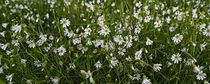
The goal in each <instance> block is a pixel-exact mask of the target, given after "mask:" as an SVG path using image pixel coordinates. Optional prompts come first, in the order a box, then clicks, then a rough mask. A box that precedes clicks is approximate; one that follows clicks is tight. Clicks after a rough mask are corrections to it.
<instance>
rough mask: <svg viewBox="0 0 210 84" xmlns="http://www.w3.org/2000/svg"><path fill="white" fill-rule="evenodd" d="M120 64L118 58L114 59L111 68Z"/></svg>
mask: <svg viewBox="0 0 210 84" xmlns="http://www.w3.org/2000/svg"><path fill="white" fill-rule="evenodd" d="M118 63H119V61H118V60H117V59H116V57H112V59H111V65H110V67H111V68H113V67H114V66H117V65H118Z"/></svg>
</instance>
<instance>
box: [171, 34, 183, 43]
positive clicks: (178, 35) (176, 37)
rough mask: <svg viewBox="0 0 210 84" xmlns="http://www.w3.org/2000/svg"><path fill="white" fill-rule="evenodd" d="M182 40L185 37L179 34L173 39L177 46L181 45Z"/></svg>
mask: <svg viewBox="0 0 210 84" xmlns="http://www.w3.org/2000/svg"><path fill="white" fill-rule="evenodd" d="M182 39H183V35H180V34H179V33H178V34H176V35H175V36H174V37H173V38H172V40H173V41H174V43H175V44H178V43H180V42H181V41H182Z"/></svg>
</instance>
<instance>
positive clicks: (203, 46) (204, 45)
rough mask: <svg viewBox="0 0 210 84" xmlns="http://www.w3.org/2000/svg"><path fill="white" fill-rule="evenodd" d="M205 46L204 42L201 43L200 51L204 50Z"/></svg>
mask: <svg viewBox="0 0 210 84" xmlns="http://www.w3.org/2000/svg"><path fill="white" fill-rule="evenodd" d="M206 45H207V43H206V42H204V43H202V44H201V45H200V49H201V51H203V50H205V47H206Z"/></svg>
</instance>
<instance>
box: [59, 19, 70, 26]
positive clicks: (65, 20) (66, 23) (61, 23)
mask: <svg viewBox="0 0 210 84" xmlns="http://www.w3.org/2000/svg"><path fill="white" fill-rule="evenodd" d="M60 23H61V24H63V27H64V28H66V27H68V26H69V25H70V21H69V20H68V19H66V18H62V19H61V20H60Z"/></svg>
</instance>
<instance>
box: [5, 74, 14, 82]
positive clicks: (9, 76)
mask: <svg viewBox="0 0 210 84" xmlns="http://www.w3.org/2000/svg"><path fill="white" fill-rule="evenodd" d="M12 77H13V74H10V75H6V79H7V81H9V82H11V81H12Z"/></svg>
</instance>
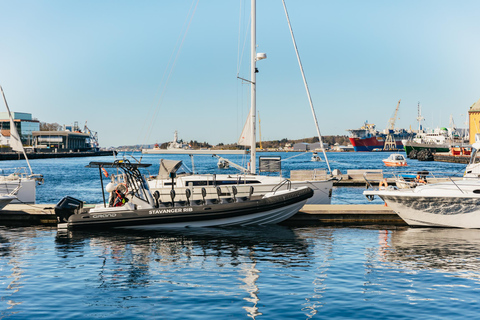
--*--
## Assigned task
Each entry should appear again exactly as written, pictures excluded.

## Response to this task
The goal in each <instance> block is a pixel-exact mask of the target, given after "mask:" as an SVG path using image pixel coordinates. Optional prompts come first, in the order a box, then clicks, then a rough mask. A box that precedes clicks is approximate; one that follows clicks is tight. Clicks after a rough mask are corrections to it.
<instance>
rough mask: <svg viewBox="0 0 210 84" xmlns="http://www.w3.org/2000/svg"><path fill="white" fill-rule="evenodd" d="M120 64L118 58L114 59L111 68Z"/></svg>
mask: <svg viewBox="0 0 210 84" xmlns="http://www.w3.org/2000/svg"><path fill="white" fill-rule="evenodd" d="M118 63H119V61H118V60H117V59H116V57H112V59H111V65H110V67H111V68H113V67H114V66H117V65H118Z"/></svg>
</instance>
<instance>
box: [171, 34, 183, 43]
positive clicks: (178, 35) (176, 37)
rough mask: <svg viewBox="0 0 210 84" xmlns="http://www.w3.org/2000/svg"><path fill="white" fill-rule="evenodd" d="M182 40L185 37L179 34L173 39L177 46L181 45Z"/></svg>
mask: <svg viewBox="0 0 210 84" xmlns="http://www.w3.org/2000/svg"><path fill="white" fill-rule="evenodd" d="M182 39H183V35H180V34H179V33H178V34H176V35H175V36H174V37H173V38H172V40H173V41H174V43H175V44H178V43H180V42H181V41H182Z"/></svg>
</instance>
<instance>
positive clicks: (203, 46) (204, 45)
rough mask: <svg viewBox="0 0 210 84" xmlns="http://www.w3.org/2000/svg"><path fill="white" fill-rule="evenodd" d="M205 46L204 42L201 43L200 51L204 50Z"/></svg>
mask: <svg viewBox="0 0 210 84" xmlns="http://www.w3.org/2000/svg"><path fill="white" fill-rule="evenodd" d="M206 45H207V43H206V42H204V43H202V44H201V45H200V49H201V51H203V50H205V47H206Z"/></svg>
</instance>
<instance>
box: [59, 19, 70, 26]
positive clicks: (65, 20) (66, 23) (61, 23)
mask: <svg viewBox="0 0 210 84" xmlns="http://www.w3.org/2000/svg"><path fill="white" fill-rule="evenodd" d="M60 23H61V24H63V27H64V28H66V27H68V26H69V25H70V21H69V20H68V19H66V18H62V19H61V20H60Z"/></svg>
</instance>
<instance>
box: [5, 74, 14, 82]
positive clicks: (9, 76)
mask: <svg viewBox="0 0 210 84" xmlns="http://www.w3.org/2000/svg"><path fill="white" fill-rule="evenodd" d="M12 77H13V74H10V75H6V79H7V81H9V82H11V81H12Z"/></svg>
</instance>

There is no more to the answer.